*** Record excerpts ***
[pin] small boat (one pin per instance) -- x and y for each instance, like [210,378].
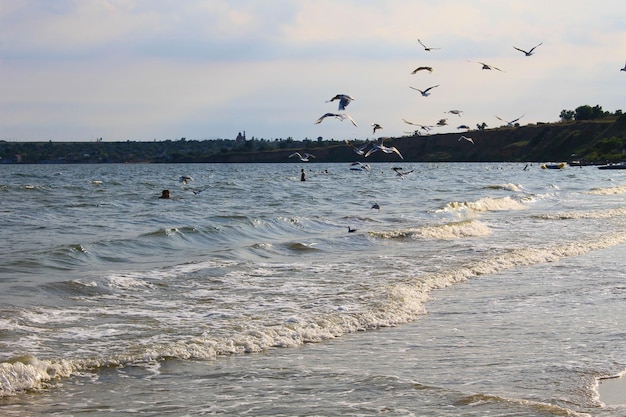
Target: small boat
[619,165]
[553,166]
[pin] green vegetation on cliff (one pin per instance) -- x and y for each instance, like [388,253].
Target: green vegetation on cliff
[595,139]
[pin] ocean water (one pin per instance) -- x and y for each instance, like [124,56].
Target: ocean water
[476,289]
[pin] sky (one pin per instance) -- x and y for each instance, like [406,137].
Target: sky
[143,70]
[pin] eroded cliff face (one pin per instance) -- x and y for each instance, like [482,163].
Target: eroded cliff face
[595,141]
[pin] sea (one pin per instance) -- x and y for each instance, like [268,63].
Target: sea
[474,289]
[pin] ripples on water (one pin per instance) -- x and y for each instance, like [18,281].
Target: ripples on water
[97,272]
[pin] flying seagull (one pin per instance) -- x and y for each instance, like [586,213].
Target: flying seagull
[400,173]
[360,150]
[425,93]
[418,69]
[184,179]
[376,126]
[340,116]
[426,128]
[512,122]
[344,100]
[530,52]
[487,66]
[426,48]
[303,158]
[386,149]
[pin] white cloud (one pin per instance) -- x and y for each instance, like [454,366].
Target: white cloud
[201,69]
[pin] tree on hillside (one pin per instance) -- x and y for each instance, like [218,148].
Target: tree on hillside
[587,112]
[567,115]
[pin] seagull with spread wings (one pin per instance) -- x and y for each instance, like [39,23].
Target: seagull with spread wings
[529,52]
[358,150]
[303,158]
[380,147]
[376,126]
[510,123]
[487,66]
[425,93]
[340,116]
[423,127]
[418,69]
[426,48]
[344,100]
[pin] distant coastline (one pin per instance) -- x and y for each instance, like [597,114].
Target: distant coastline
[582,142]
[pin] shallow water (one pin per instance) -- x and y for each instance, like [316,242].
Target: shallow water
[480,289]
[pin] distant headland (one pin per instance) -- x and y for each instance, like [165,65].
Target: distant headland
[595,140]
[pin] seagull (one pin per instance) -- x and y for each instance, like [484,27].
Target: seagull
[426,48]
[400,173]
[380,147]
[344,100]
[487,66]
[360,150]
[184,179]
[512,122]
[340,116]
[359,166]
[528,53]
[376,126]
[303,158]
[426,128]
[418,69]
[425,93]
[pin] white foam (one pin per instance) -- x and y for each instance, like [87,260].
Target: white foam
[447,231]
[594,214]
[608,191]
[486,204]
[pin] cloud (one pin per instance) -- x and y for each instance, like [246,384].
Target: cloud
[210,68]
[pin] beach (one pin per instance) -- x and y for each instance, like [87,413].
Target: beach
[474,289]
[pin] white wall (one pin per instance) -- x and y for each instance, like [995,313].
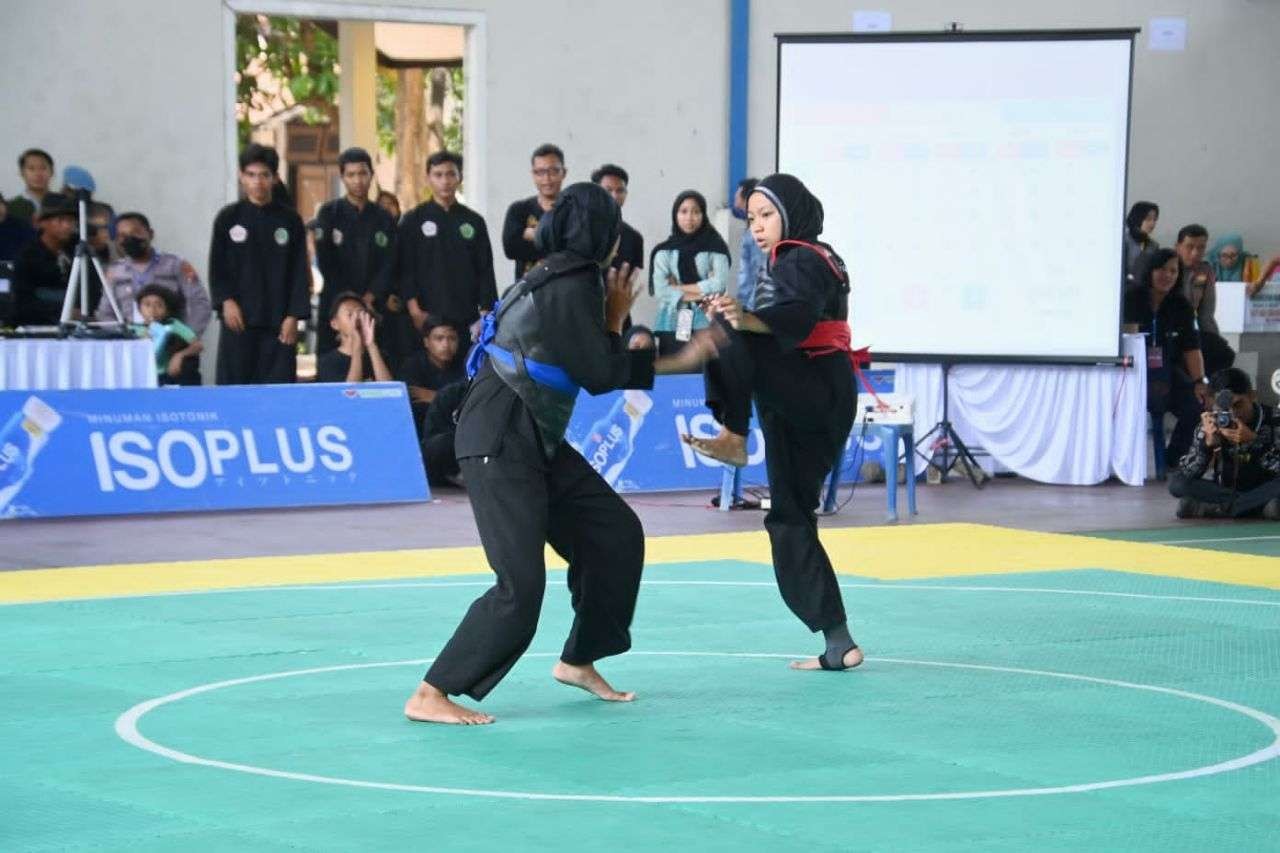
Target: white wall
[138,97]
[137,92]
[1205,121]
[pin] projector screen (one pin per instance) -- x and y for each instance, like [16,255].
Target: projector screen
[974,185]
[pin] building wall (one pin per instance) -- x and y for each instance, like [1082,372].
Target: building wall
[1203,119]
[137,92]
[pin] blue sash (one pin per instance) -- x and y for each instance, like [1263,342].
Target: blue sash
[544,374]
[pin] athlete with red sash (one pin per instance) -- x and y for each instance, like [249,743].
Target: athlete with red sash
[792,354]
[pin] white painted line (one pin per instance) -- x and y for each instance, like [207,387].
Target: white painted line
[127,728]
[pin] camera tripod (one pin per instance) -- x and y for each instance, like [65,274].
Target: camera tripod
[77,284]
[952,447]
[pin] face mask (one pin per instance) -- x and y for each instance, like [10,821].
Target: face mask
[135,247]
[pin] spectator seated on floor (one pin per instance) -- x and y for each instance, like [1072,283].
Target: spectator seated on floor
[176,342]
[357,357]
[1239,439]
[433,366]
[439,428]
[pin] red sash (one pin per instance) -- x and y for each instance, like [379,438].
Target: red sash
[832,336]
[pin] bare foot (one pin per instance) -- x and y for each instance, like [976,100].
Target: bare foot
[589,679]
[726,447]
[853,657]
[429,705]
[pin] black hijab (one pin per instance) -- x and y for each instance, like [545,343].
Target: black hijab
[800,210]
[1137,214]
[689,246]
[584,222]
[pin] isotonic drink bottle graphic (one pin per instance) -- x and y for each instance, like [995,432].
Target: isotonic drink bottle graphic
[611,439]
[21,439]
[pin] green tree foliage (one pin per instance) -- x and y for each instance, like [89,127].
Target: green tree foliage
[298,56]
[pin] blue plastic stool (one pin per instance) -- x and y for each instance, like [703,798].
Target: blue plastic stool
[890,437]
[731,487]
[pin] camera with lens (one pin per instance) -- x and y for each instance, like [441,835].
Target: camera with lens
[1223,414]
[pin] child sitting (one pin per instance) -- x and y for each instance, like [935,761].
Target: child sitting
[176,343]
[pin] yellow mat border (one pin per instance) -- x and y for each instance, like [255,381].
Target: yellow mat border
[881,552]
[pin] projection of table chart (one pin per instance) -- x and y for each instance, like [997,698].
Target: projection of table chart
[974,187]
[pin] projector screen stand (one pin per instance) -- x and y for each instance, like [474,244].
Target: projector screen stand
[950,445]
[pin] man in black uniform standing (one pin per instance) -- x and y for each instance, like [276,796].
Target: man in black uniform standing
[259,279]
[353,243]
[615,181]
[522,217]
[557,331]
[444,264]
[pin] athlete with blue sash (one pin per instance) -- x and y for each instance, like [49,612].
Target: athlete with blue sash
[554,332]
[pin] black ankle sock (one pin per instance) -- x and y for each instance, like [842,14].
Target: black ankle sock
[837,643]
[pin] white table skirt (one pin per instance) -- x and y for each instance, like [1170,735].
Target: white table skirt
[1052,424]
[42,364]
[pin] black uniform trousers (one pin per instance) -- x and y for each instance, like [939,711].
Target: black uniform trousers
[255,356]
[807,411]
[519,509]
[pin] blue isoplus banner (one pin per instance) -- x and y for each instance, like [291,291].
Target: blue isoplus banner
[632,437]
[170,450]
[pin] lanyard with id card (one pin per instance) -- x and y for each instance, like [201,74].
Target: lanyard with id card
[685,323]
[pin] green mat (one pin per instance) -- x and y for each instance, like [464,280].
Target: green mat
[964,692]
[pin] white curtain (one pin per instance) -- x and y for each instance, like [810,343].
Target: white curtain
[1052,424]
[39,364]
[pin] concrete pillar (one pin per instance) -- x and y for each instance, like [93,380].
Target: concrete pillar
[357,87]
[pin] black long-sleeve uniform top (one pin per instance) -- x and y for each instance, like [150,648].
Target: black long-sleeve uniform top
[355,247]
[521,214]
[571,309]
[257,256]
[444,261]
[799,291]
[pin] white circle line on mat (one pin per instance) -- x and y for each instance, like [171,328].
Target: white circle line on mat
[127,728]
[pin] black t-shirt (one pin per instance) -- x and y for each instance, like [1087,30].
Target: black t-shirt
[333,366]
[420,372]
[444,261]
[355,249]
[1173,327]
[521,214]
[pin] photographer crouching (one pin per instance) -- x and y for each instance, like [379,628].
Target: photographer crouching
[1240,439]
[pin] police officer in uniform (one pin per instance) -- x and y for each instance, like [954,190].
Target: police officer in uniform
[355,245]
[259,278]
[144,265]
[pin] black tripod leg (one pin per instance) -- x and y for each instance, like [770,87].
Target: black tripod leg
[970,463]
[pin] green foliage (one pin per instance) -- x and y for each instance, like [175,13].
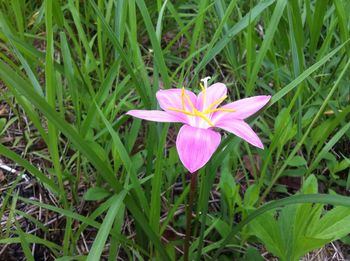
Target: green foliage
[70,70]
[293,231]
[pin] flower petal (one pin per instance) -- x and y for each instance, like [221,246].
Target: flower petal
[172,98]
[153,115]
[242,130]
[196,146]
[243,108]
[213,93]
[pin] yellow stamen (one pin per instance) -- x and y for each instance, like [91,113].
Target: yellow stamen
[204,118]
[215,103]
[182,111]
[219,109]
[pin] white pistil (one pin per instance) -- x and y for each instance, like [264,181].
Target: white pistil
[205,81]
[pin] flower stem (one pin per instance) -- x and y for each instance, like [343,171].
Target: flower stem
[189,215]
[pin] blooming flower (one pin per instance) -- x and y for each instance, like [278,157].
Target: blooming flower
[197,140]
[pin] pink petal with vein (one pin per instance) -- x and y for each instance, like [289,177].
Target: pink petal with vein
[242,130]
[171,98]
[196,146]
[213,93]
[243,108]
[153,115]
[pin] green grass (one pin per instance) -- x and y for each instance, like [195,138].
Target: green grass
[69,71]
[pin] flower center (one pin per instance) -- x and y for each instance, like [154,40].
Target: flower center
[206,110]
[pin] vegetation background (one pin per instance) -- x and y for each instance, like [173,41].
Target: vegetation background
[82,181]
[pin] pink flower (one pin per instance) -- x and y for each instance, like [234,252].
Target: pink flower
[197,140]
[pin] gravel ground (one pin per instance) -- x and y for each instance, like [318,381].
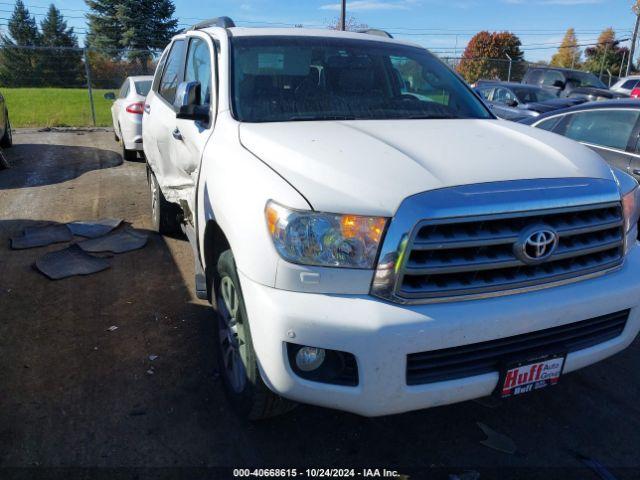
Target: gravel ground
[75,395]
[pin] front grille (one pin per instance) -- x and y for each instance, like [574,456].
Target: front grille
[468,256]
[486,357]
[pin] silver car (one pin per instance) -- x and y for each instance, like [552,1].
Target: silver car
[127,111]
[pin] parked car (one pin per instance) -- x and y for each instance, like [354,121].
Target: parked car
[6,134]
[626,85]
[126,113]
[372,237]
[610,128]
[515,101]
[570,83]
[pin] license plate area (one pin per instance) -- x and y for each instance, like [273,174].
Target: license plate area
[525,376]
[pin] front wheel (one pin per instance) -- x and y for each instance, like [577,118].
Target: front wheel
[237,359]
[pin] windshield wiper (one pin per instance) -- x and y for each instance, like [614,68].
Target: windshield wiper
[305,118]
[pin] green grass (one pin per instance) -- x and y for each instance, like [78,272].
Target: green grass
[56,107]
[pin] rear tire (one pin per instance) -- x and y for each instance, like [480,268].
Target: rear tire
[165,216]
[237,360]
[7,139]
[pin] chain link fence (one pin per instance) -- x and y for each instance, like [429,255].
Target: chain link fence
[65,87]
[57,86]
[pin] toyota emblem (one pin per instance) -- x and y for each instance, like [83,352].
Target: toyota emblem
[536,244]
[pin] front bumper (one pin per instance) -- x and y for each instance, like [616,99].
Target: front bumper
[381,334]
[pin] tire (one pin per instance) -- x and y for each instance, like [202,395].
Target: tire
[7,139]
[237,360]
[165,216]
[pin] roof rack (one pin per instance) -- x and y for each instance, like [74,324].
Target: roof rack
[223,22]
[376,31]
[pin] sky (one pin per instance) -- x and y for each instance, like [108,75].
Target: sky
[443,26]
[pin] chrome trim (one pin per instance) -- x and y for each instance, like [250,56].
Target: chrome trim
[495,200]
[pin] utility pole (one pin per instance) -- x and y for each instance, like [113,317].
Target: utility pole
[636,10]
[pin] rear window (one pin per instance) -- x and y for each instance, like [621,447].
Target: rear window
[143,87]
*** End of Record excerpts ***
• **Task goal**:
Range to print from the listing above: from the line with "[pin] concrete pillar" up to and including the line with "[pin] pink petal". Please print those lines exactly, with no pictures and nothing more.

• **Task result**:
[pin] concrete pillar (one pin per instance) -- x and y for each instance, like [93,380].
Target: concrete pillar
[357,87]
[pin] black long-sleeve uniform top (one pin per instance) -- x and y for each instance, like [150,648].
Target: black long-sleeve uniform top
[355,247]
[521,214]
[571,309]
[257,256]
[444,261]
[799,291]
[pin] white circle line on mat (one pin per instance) -- x and y for each instance, like [171,328].
Target: white circle line on mat
[127,728]
[pin] black t-shirt (one pin per instance) -- x and y for each instance, like [1087,30].
Target: black t-shirt
[333,366]
[420,372]
[444,261]
[355,249]
[1173,327]
[521,214]
[pin] photographer crouching (one pin per instance) -- x and y for each instance, like [379,628].
Target: photographer crouching
[1240,439]
[pin] police officer in uniform (one pin per instance) -- x and y for each instance, like [954,190].
Target: police officer in uniform
[355,245]
[259,278]
[144,265]
[pin] black tripod leg (one pin per instance) -- x and y for each instance, like [770,87].
Target: black tripod leg
[970,463]
[pin] green foliage (one pin per instance) -- x and y for each instance, like [175,13].
Target: green foliage
[70,70]
[293,231]
[pin] flower petal (one pin per instance) -- x and y for each instance, like [221,246].
Target: flower petal
[172,98]
[153,115]
[242,130]
[196,146]
[243,108]
[213,93]
[pin] yellow stamen (one pin per instance) -- x and y for each instance, like [91,113].
Target: yellow stamen
[204,118]
[215,103]
[182,111]
[219,109]
[pin] white pistil (one pin per instance) -- x and y for each instance, like [264,181].
Target: white pistil
[205,81]
[pin] flower stem (one pin per instance) -- x and y for each instance, like [343,171].
Target: flower stem
[189,215]
[pin] blooming flower (one pin per instance) -- x and y for each instance, like [278,157].
Target: blooming flower
[197,140]
[pin] pink petal with vein (one pin per instance) -- x and y for each instance, like [289,177].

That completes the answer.